What needs to be done: Please copy out every line in the entries that includes the word "waterfall".

[Source records]
++++

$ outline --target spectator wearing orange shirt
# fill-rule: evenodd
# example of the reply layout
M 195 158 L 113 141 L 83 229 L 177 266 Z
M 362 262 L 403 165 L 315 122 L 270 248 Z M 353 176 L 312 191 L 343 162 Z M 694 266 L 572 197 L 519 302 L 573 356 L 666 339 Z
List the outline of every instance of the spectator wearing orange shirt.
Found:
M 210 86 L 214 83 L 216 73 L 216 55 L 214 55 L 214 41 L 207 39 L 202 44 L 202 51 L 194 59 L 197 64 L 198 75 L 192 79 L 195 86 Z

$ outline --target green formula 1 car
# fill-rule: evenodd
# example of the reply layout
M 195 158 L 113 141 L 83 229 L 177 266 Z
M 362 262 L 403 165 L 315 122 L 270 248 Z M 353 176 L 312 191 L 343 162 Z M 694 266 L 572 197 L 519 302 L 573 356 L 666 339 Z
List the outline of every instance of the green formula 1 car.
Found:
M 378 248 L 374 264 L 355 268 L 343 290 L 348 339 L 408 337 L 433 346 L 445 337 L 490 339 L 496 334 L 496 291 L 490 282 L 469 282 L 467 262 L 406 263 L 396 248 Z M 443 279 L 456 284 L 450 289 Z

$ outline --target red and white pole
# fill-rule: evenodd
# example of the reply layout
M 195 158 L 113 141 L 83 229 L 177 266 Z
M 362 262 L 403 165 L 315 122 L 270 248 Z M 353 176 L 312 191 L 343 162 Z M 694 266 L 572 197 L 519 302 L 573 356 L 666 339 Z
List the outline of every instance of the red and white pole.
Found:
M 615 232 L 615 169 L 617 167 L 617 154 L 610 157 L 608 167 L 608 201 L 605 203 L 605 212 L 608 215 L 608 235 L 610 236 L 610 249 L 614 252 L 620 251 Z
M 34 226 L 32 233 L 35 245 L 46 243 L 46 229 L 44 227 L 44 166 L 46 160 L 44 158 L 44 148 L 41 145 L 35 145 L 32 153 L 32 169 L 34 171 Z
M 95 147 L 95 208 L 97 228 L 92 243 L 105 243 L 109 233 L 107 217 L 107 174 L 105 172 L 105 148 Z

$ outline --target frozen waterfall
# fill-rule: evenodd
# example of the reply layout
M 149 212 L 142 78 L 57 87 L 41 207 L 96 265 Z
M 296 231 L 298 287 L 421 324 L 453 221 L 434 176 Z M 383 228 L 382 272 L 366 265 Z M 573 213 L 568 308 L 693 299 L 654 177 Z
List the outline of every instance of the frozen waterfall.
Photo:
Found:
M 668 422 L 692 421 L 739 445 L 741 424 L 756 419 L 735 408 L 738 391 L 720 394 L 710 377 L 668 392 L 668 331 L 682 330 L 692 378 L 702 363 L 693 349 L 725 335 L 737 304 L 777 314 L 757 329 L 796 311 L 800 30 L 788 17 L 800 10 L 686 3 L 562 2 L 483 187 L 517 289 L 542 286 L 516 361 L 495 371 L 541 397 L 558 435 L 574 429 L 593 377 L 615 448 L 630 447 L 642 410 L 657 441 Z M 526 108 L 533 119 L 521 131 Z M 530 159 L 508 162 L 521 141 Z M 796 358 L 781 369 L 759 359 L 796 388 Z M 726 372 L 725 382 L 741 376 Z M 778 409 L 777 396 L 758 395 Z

++++

Solution:
$ outline --target frozen waterfall
List the outline of every instance of the frozen waterfall.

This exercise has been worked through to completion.